TEXTO PROPORCIONADO —
******
Y sin embargo, cuán alejadas de la esencialidad humana resultan esas antojadizas y crueles apreciaciones. Nos ha costado un mundo reconocernos en aquellos seres supuestamente desprovistos de sus sentidos primarios. Cuestionamos, no sólo sus aspectos físicos, lo que ya resulta deplorable, sino y sobre todo su carencia de razonamientos, su virtual ausencia de interacción comunitaria.
Cuando vemos este filme partimos de una trama elemental: Marco Montes, el personaje central, un entrenador de baloncesto reconocido, se presenta como el verdadero discapacitado. Un individuo agresivo acosado por sus propios fantasmas personales, preso de sus estados de ánimo, ausente de padre y desligado de una relación de pareja que ha destruido parcialmente producto de su intolerancia, su egoísmo ciego y una vanidad cuestionadora de su entorno, amén de la pérdida del más primordial sentido común. Nadie es lo suficientemente válido para sus pretensiones. Ni el entrenador principal de un relevante equipo de baloncesto a quien asesora ni quienes configuran su ambiente inmediato. De ahí que la debacle que lo seguirá es la consecuencia obvia de quien tropieza una y otra vez con su porfiada obstinación: los demás son la causa de su resentimiento, incluida su madre y su pareja.
******
DATOS PROPORCIONADOS —
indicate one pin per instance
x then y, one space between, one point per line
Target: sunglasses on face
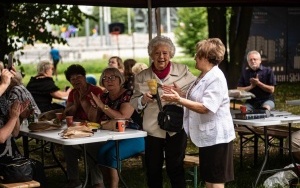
111 78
******
LISTA DE ACTIVIDADES —
[1] ¿Puedes transcribir el fragmento de la reseña de la película que comienza con "Y sin embargo, cuán" y sigue hasta "de interacción comunitaria."?
[2] ¿Puedes continuar la reseña de la película sobre Marco Montes a partir de su última oración?

RESPUESTAS POR ÍTEM —
[1]
Y sin embargo, cuán alejadas de la esencialidad humana resultan esas antojadizas y crueles apreciaciones. Nos ha costado un mundo reconocernos en aquellos seres supuestamente desprovistos de sus sentidos primarios. Cuestionamos, no sólo sus aspectos físicos, lo que ya resulta deplorable, sino y sobre todo su carencia de razonamientos, su virtual ausencia de interacción comunitaria.

[2]
Luego, el altercado inicial que lo saca de su condición de segundo entrenador, su detención policial por conducir en estado de ebriedad embistiendo a un vehículo policial y la consecuente sanción de que es objeto son efectos injustos de una sociedad que lo persigue. Él es la víctima, el sujeto inculpado por el medio. Y el hecho de que deba cumplir con entrenar ahora, como parte del “castigo” judicial, a un grupo de discapacitados marginales, le resultará la tergiversación final.
Y he ahí el cambio de enfoque.
Adentrarse en la sicología de los personajes discapacitados constituirá un reto, primero, rechazado, chocante, toda vez que los mira como seres inútiles. Y después, lenta y progresivamente, irá develando el valor interior de cada uno de ellos a la par que logra ir conformando un “equipo” de baloncesto digno de competir con sus iguales en las mejores condiciones deportivas.
Pero, el quid de la película estriba en el cambio de óptica que Marco Montero tiene respecto de la discapacidad. Su metamorfosis corre a la par con la ternura recibida por quienes había rechazado desde un comienzo. Se enterará, a su pesar, que uno de ellos trabaja en un centro de animales, que otro es dependiente de un restaurante, que aquél es mecánico y músico de rock, etc.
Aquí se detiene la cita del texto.